* _Task brief_
The data that follows should be copied out exactly.

* _Dataset records_
====================
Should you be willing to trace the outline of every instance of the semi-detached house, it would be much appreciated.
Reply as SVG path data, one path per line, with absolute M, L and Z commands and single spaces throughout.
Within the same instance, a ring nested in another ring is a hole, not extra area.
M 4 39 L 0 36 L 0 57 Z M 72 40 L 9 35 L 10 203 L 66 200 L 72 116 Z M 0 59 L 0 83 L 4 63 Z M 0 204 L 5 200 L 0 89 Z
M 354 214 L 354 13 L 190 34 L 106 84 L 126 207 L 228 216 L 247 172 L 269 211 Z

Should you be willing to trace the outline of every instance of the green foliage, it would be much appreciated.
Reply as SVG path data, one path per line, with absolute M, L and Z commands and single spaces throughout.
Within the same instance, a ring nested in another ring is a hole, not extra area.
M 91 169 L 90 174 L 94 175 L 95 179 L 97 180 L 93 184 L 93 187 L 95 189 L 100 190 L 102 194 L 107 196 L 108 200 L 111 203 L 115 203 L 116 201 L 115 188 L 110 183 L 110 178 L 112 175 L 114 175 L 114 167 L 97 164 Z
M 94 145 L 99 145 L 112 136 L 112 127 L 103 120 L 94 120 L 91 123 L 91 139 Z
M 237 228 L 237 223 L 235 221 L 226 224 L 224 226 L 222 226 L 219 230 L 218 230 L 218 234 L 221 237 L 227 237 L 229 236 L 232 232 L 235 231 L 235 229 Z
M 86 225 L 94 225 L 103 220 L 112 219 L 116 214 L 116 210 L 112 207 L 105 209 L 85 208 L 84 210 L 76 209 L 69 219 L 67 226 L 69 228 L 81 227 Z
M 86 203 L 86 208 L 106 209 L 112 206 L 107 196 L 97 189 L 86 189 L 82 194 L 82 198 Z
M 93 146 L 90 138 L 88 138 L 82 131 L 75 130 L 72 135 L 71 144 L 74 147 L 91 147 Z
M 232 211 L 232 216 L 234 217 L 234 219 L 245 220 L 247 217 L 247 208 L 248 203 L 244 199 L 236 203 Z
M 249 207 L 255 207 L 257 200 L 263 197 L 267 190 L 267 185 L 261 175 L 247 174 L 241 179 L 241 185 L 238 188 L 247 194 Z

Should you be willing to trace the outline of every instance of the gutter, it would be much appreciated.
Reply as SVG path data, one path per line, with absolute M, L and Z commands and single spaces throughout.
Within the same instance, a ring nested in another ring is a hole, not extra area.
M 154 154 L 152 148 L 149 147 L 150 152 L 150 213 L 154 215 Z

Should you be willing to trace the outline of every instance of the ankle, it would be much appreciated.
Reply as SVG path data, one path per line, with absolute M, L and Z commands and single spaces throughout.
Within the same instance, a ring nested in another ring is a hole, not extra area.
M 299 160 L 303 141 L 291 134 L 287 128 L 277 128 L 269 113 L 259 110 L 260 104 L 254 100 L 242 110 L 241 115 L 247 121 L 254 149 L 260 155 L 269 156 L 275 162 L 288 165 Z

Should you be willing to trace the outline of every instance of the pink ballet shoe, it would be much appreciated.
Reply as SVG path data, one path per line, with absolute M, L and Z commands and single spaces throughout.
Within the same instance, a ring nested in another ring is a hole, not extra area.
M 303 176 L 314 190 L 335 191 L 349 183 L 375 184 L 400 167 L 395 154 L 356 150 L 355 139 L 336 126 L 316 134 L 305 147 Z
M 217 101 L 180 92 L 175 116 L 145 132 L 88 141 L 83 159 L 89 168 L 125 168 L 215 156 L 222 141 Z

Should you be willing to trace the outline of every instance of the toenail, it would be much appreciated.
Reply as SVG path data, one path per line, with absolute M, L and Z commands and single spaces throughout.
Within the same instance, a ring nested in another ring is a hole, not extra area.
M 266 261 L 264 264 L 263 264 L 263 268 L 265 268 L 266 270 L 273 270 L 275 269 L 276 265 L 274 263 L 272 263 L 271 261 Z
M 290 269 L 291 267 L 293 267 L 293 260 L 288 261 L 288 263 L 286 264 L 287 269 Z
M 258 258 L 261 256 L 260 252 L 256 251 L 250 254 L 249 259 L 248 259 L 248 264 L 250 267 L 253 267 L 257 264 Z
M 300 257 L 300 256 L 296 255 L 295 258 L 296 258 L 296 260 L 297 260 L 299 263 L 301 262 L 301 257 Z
====================
* _Answer box_
Should you be willing to trace the outline of every instance of the semi-detached house, it would be much appreciated.
Reply as SVG path data, one path per line, with absolute M, L and Z commands and single spaces throughout.
Within the same instance, a ring nested in another ring is a hole, not extra area.
M 4 39 L 0 36 L 0 57 Z M 72 40 L 9 35 L 10 203 L 66 200 L 72 116 Z M 0 59 L 0 83 L 4 63 Z M 0 204 L 5 200 L 0 89 Z
M 354 214 L 354 13 L 190 34 L 106 84 L 126 207 L 228 216 L 247 172 L 269 211 Z

Should you be willing to trace the outline of every instance of the green foliage, it would be much appreciated.
Reply as SVG path data, one path per line, with absolute M, L and Z commands and single spaces throughout.
Within the same instance, a ring nested in another ring is a hole, not extra area.
M 91 169 L 90 174 L 94 175 L 95 179 L 97 180 L 93 184 L 93 187 L 95 189 L 100 190 L 102 194 L 107 196 L 108 200 L 111 203 L 115 203 L 116 201 L 115 188 L 110 183 L 110 178 L 112 175 L 114 175 L 114 167 L 97 164 Z
M 94 145 L 99 145 L 112 136 L 112 127 L 103 120 L 94 120 L 91 123 L 91 139 Z
M 237 228 L 237 223 L 235 221 L 226 224 L 224 226 L 222 226 L 219 230 L 218 230 L 218 234 L 221 237 L 227 237 L 229 236 L 232 232 L 235 231 L 235 229 Z
M 86 225 L 94 225 L 103 220 L 112 219 L 116 214 L 116 210 L 112 207 L 105 209 L 85 208 L 84 210 L 76 209 L 69 219 L 67 226 L 69 228 L 81 227 Z
M 86 203 L 86 208 L 106 209 L 112 206 L 107 196 L 97 189 L 86 189 L 82 194 L 82 198 Z
M 93 146 L 90 138 L 88 138 L 82 131 L 75 130 L 72 135 L 71 144 L 74 147 L 91 147 Z
M 232 211 L 232 216 L 234 217 L 234 219 L 245 220 L 247 217 L 247 208 L 248 203 L 244 199 L 236 203 Z
M 249 207 L 255 207 L 257 200 L 263 197 L 267 190 L 267 185 L 261 175 L 247 174 L 241 179 L 241 185 L 238 188 L 247 194 Z

Should you be willing to trace the outline of every instance of the gutter, it would be much appreciated.
Reply as SVG path data, one path per line, with absolute M, L and Z commands and single spaces throughout.
Within the same instance, a ring nested in another ring is a hole, not extra area.
M 154 154 L 152 148 L 149 147 L 150 152 L 150 213 L 154 215 Z

Should you be willing to trace the outline of every instance of the ankle, it would be much appreciated.
Reply as SVG path data, one path per line, with absolute M, L and Z commands and single spaces throughout.
Within the same instance, a ring nested in another ring is a hole, not extra area.
M 299 160 L 303 141 L 291 134 L 287 128 L 277 128 L 269 113 L 259 110 L 260 104 L 254 100 L 242 110 L 241 115 L 247 121 L 254 149 L 260 155 L 269 156 L 275 162 L 288 165 Z

Should you be willing to trace the outline of every instance of the pink ballet shoe, it would be much appreciated.
Reply as SVG path data, one path per line, with absolute M, L and Z commands and single spaces throughout.
Within the same instance, a ring nested in another ring is a hole, not extra area.
M 303 176 L 314 190 L 335 191 L 349 183 L 375 184 L 400 167 L 395 154 L 356 150 L 355 139 L 336 126 L 316 134 L 305 147 Z
M 217 101 L 180 92 L 175 116 L 145 132 L 88 141 L 83 159 L 89 168 L 125 168 L 215 156 L 222 141 Z

Should you be willing to trace the outline of every instance of the toenail, it would be much appreciated.
Reply as SVG path data, one path per line, with absolute M, L and Z commands and single spaces throughout.
Within the same instance, a ring nested in another ring is a hole, not extra area.
M 266 261 L 264 264 L 263 264 L 263 268 L 265 268 L 266 270 L 273 270 L 275 269 L 276 265 L 274 263 L 272 263 L 271 261 Z
M 290 269 L 291 267 L 293 267 L 293 260 L 288 261 L 288 263 L 286 264 L 287 269 Z
M 258 258 L 261 256 L 260 252 L 256 251 L 250 254 L 249 259 L 248 259 L 248 264 L 250 267 L 253 267 L 257 264 Z
M 300 257 L 300 256 L 296 255 L 295 258 L 296 258 L 296 260 L 297 260 L 299 263 L 301 262 L 301 257 Z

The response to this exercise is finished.